=== Problem to work on ===
Rewrite all of the entries below, swapping "textual query" for "written query" and keeping everything else the same. Leave out the pictures.

### Material for this exercise ###

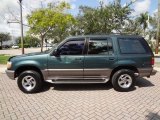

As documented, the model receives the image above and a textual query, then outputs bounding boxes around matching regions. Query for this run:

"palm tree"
[137,12,148,36]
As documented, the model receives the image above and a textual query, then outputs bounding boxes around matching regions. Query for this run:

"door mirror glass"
[53,49,60,57]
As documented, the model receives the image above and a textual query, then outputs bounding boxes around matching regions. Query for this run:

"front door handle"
[109,57,115,61]
[75,58,82,61]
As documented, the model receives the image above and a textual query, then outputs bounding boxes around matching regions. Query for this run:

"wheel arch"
[14,65,44,80]
[110,65,139,80]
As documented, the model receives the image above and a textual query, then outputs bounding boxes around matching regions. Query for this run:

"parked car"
[6,35,156,93]
[12,45,19,49]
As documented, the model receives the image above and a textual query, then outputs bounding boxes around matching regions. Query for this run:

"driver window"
[59,40,84,55]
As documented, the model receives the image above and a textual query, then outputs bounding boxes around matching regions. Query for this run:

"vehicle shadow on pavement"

###

=== Final result ===
As documented, the model receives the image above and a written query, then outputs bounding boxes around matching regions. Query for this run:

"palm tree"
[137,12,148,36]
As documented, the model receives the image above and a written query, then outputs bounding boxes around matching regions. Query for this run:

"door mirror glass"
[53,49,60,57]
As documented, the model receives the image above and a written query, then outputs bounding boxes around matching regions. Query for this run:

"front door handle"
[109,57,115,61]
[75,58,82,61]
As documented, the model receives the image above and a written query, then outputs bounding boxes around matching regions. Query for this run:

"wheel arch"
[14,65,44,80]
[110,65,139,80]
As documented, the model receives the image above and a written query, then outputs bounding boxes around matching regions. Query for this run:

"parked car"
[6,35,156,93]
[12,45,19,49]
As documented, the model receives the image above and a written query, then outputs bounding boxes around matching regions. Query for this run:

"driver window"
[59,40,84,55]
As documented, the model receives the image above and a written query, then outputs bounding boxes around matching regions. Query for this run:

"vehicle shadow on pavement"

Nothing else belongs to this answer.